= Given request a =
Locate every line in the records that contains the word "pole" and copy each of those lines.

= Passage to read =

········

This is Mathieu’s equation, and its solution in terms of known functions can be obtained in two limiting cases: \(\omega t \ll 1\) and \(\bar n \ll 1\). At short times and high temperatures the solution of equation (11) can be written in the form

\[ G(t)=e^{-bt^2/2}\left\{\,_1F_1\left(\frac{b-a}{4b},\,\frac{1}{2},\,bt^2\right) +i\,\frac{2A^2}{\omega}\,t\,_1F_1\left(\frac{3b-a}{4b},\,\frac{3}{2},\,bt^2\right)\right\}; \tag{12} \]

here \(_1F_1(\ldots)\) is the confluent hypergeometric function; \(a=2A^2\bar n\); \(b^2=A^4\omega^2\bar n\).

In writing (12) the initial conditions were taken into account

\[ G(0)=1,\qquad iG'\big|_{t=0}=2A^2/\omega . \tag{13} \]

The second of conditions (13) follows from the equations of motion (3). In the case of low temperatures the solution of (11) is a linear combination of the Bessel functions \(J_{4iA^2}(2iAe^{-i\omega t/2}/\omega)\) and \(J_{-4iA^2}(2iAe^{-i\omega t/2}/\omega)\). The unknown coefficients can again be found from (13).

········

= Recorded data =

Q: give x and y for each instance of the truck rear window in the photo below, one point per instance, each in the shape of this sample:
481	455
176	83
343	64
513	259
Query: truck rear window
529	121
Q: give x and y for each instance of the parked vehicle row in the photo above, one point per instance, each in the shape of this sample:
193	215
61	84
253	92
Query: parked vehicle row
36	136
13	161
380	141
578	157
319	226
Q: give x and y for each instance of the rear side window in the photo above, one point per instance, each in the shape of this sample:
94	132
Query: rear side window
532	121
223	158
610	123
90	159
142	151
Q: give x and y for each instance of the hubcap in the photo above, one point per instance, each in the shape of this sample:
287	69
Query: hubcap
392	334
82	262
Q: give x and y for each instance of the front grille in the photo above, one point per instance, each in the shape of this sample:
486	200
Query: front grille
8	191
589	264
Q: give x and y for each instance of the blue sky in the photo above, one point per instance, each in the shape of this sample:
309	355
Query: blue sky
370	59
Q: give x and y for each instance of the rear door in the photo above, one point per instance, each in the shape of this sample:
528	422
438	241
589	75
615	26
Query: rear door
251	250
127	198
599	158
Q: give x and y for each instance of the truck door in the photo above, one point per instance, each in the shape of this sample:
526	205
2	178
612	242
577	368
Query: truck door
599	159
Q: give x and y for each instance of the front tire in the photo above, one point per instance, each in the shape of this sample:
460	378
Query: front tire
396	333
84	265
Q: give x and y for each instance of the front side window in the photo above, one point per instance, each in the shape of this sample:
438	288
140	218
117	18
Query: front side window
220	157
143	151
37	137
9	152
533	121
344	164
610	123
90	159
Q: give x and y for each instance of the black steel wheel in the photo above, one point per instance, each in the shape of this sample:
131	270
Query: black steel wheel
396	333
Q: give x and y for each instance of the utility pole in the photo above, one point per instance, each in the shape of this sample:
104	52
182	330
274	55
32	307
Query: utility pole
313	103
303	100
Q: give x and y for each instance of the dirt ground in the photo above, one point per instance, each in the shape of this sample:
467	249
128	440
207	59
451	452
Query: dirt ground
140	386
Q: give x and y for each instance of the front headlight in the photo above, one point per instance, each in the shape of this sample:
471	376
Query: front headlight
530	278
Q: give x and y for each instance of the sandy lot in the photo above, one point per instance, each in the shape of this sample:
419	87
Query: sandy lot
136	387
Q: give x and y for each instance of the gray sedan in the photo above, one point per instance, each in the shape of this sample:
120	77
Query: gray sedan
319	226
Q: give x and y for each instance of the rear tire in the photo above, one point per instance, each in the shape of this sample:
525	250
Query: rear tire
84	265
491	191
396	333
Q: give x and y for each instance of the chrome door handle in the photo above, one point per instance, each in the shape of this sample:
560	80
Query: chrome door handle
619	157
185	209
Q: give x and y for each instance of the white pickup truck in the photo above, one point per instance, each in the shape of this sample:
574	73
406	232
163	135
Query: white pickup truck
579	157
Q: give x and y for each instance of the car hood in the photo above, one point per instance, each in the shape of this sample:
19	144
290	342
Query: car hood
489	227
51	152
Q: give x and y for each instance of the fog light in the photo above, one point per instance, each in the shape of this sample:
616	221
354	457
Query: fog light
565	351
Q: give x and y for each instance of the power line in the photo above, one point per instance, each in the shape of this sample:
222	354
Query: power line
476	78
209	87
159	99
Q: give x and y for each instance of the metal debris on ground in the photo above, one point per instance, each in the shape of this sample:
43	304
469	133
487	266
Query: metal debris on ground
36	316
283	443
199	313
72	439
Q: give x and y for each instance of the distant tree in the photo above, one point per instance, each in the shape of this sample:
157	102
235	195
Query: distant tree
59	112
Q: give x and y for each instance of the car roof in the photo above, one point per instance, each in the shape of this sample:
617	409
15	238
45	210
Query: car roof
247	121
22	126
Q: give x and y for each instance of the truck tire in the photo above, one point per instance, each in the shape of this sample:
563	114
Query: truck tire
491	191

········

= Given request b =
Replace "limiting cases" with "special cases" in the stretch of the Mathieu's equation passage from "This is Mathieu’s" through "n\); \(b^2=A^4\omega^2\bar n\).", and write out that stretch again.

= Complete answer a =
Q: give x and y for each instance of the utility pole in the photo above, one point per instance, each in the shape of this sample:
Query: utility pole

= Complete answer b =
This is Mathieu’s equation, and its solution in terms of known functions can be obtained in two special cases: \(\omega t \ll 1\) and \(\bar n \ll 1\). At short times and high temperatures the solution of equation (11) can be written in the form

\[ G(t)=e^{-bt^2/2}\left\{\,_1F_1\left(\frac{b-a}{4b},\,\frac{1}{2},\,bt^2\right) +i\,\frac{2A^2}{\omega}\,t\,_1F_1\left(\frac{3b-a}{4b},\,\frac{3}{2},\,bt^2\right)\right\}; \tag{12} \]

here \(_1F_1(\ldots)\) is the confluent hypergeometric function; \(a=2A^2\bar n\); \(b^2=A^4\omega^2\bar n\).